[Вопросы по тексту]
• A. Процитируйте фрагмент страницы от слов «Если же медицинская» до слов «однажды зачинавшемся диалоге.».
• B. Какое произведение Симонов, согласно фрагменту страницы, решил не включать в собрание сочинений?
#### Фрагмент страницы ####
Точка отсчёта | страница 11
Встречи наши, увы, уже не могли быть такими регулярными, как полгода назад. Все чаще, позвонив Константину Михайловичу в урочную минуту, я слышал в трубке смущенное покашливание: «Медицина свирепствует». Да и ненароком заглянув к нему в палату, как правило, заставал врачей и сестер — то делали укол, то брали анализ, то подключали капельницу, причудливое сооружение из стеклянных и резиновых трубок.
Если же медицинская аппаратура отдыхала, палата становилась рабочим кабинетом: загорался зеленый глаз диктофона («Заведите диктофон, в наше время никуда от него не уйти»), приходили в движение кипы старых писем («Разбираю переписку военных лет с родителями — давний мой долг»), появлялись и исчезали стопки гранок— Симонов держал корректуру очередного тома собрания сочинений.
— А «Чужую тень»,— сказал он в одну из таких мимолетных наших встреч,— не включаю. Нечего было такое писать.— Сказал и словно поставил точку в каком-то давнем, не однажды зачинавшемся диалоге.
#### Исходные данные ####
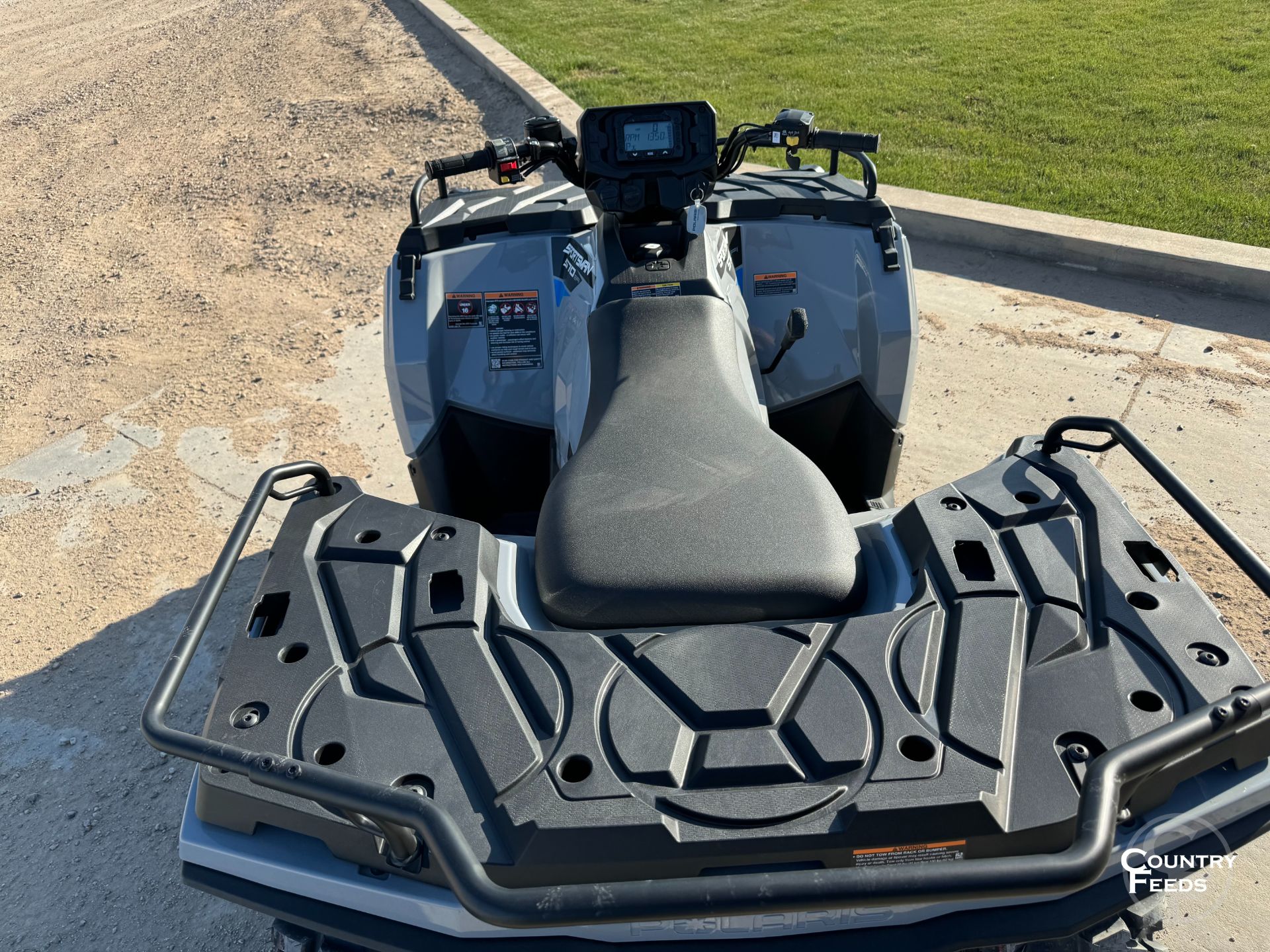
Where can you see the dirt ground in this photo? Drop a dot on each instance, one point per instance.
(197, 205)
####
[Ваши ответы]
• A.
Если же медицинская аппаратура отдыхала, палата становилась рабочим кабинетом: загорался зеленый глаз диктофона («Заведите диктофон, в наше время никуда от него не уйти»), приходили в движение кипы старых писем («Разбираю переписку военных лет с родителями — давний мой долг»), появлялись и исчезали стопки гранок— Симонов держал корректуру очередного тома собрания сочинений.
— А «Чужую тень»,— сказал он в одну из таких мимолетных наших встреч,— не включаю. Нечего было такое писать.— Сказал и словно поставил точку в каком-то давнем, не однажды зачинавшемся диалоге.

• B. Симонов решил не включать «Чужую тень».